▶ [WHAT NEEDS TO BE DONE]:
Every line from the one containing "# test: identify one keypoint per instance of the engraved" to the final line of the material below must be reproduced exactly; leave out all other lines.

▶ [DATA TO USE]:
···

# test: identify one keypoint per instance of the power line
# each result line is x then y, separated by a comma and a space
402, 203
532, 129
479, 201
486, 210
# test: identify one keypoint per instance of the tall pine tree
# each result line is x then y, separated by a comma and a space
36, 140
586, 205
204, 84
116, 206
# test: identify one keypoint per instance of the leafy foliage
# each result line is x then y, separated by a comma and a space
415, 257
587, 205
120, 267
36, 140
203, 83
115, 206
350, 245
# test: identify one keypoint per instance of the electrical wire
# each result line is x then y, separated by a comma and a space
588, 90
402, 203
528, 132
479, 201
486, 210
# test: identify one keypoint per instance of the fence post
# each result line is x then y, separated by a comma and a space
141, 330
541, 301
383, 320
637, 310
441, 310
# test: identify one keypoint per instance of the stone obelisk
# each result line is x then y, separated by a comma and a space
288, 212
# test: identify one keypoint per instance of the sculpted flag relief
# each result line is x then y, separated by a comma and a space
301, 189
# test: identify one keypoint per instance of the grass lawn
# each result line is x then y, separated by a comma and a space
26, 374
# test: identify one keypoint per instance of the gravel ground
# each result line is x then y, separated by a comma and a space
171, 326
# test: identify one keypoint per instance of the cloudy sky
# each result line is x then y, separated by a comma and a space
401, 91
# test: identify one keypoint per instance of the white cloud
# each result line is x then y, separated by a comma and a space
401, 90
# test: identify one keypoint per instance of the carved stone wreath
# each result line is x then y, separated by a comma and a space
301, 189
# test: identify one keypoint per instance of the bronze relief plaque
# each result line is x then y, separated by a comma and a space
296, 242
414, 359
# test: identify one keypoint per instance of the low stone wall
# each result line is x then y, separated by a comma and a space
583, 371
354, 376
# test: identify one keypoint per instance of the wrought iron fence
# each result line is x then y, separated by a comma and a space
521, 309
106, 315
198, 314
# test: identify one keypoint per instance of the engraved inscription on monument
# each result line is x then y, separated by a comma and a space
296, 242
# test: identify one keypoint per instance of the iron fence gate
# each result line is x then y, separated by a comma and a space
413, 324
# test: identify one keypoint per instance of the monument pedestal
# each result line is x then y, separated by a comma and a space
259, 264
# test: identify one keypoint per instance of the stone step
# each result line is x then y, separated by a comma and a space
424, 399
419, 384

···

▶ [THE RESULT]:
# test: identify one keypoint per instance of the engraved inscription on monument
# each result line is x then y, separated by a comma and a space
296, 242
# test: identify one keypoint per instance of the iron fence gate
# each result line is x then y, separated by a comma and a space
413, 324
# test: identify one keypoint per instance of the monument pedestal
# each result line is x then y, separated by a comma and a space
259, 264
# test: identify one keypoint per instance of the stone step
# each result line is x then y, separated by a comma and a space
424, 399
419, 384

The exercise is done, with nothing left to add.